Texte source:
■ ■ ■ ■

Carole
Tétrel est Directrice juridique de Banque Richelieu France. Pour le Journal
des Sociétés, elle a accepté de revenir sur les problématiques actuelles
que connaît sa profession. Elle nous parle ainsi de la conformité et son rôle
de contrôle, mais aussi des enjeux numériques auxquels sa direction est
soumise.
L’univers des banques demeure plutôt masculin. Reste-t-il
des pistes à explorer pour assurer une meilleure parité ?
Oui à l’évidence. Cette amélioration est vraie aussi dans
de nombreux autres domaines. Il faut d’ailleurs soutenir le travail des hommes
et des femmes qui ont le courage de porter ces évolutions positives de la
société. Sur le plan juridique, des barrières ont déjà été levées, avec
notamment les Lois sur l’égalité professionnelle, la Loi sur l’égalité homme
femme de 2014, ou encore plus récemment en août dernier la Loi sur la liberté
de choisir son avenir professionnel. L’axe principal d’amélioration reste
l’évolution des mentalités, me semble t-il, et les femmes doivent être
convaincues de leurs forces et capacités. Un des freins principaux à la parité
dans les milieux d’affaires touche à l’organisation du travail et à
l’articulation vie professionnelle et vie personnelle. Il faut offrir les
moyens de la flexibilité de l’organisation familiale, en particulier pour
rendre le télétravail « flexible », et la confiance mutuelle doit s’installer
entre le salarié et l’employeur. Mais c’est également dans le couple que les
choses doivent changer pour que les femmes aient réellement le choix du chemin
de leur vie.
Quel est l’ADN de votre direction juridique ?

■ ■ ■ ■

Données de l'exercice:
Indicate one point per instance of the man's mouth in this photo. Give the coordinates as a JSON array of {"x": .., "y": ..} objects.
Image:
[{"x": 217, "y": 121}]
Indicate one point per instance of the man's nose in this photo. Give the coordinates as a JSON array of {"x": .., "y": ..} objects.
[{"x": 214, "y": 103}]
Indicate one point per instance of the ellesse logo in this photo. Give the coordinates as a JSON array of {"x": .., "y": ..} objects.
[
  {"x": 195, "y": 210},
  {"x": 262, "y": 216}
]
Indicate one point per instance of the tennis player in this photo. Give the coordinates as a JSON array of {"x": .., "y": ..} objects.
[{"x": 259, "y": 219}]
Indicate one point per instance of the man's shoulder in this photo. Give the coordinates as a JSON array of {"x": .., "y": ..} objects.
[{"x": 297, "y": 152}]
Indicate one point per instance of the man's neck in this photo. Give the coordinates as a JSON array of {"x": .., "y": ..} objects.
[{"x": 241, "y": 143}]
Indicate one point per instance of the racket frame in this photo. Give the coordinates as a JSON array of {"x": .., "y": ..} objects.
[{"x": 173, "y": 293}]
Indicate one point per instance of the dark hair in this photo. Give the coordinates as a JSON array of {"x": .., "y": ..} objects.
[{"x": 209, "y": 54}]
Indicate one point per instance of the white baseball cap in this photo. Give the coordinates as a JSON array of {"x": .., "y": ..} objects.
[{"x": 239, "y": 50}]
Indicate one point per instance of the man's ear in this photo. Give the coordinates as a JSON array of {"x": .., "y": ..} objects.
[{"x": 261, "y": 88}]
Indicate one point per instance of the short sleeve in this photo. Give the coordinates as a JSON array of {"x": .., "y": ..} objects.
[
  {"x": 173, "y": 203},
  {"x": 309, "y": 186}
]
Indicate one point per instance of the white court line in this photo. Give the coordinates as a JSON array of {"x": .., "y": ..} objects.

■ ■ ■ ■

Tâches à réaliser:
1. Recopiez fidèlement les lignes des entrées, en partant de celle qui contient « Indicate one point per instance of the short » et en allant jusqu'à la dernière ligne des entrées, les deux bornes étant incluses.
2. Rédigez la suite de l'entretien avec la directrice juridique de Banque Richelieu France, en reprenant après sa dernière phrase.
L'entretien et les entrées ne sont liés d'aucune façon.

Résultats par tâche:
1.
Indicate one point per instance of the short sleeve in this photo. Give the coordinates as a JSON array of {"x": .., "y": ..} objects.
[
  {"x": 173, "y": 203},
  {"x": 309, "y": 186}
]
Indicate one point per instance of the white court line in this photo. Give the coordinates as a JSON array of {"x": .., "y": ..} objects.

2.
À l’heure où les sociétés ont l’opportunité de
s’interroger sur leur « raison d’être» avec le projet de
Loi Pacte, la question est pertinente pour les directions juridiques. L’ADN
signifie dans sa définition primaire « acide désoxyribonucléique ». Mon acide à
moi c’est l’énergie. L’énergie à déployer auprès des clients de la direction
juridique pour collaborer sur les projets à mener ensemble, celle nécessaire
pour animer une équipe de juristes et la porter plus haut, et enfin celle qu’il
faut pour valoriser le travail accompli et convaincre sa Direction. Ma vision
d’une Direction Juridique de qualité est qu’il doit y avoir une alchimie entre
les compétences de chaque personne composant l’équipe, que l’objectif commun
doit être de travailler en collaboration avec les opérationnels et toujours
être en recherche d’efficacité opérationnelle. La Direction Juridique doit être
un partenaire de confiance et se positionner en business partner.
La conformité est un enjeu majeur pour les banques.
Comment cette fonction s’articule-t-elle avec vos missions ?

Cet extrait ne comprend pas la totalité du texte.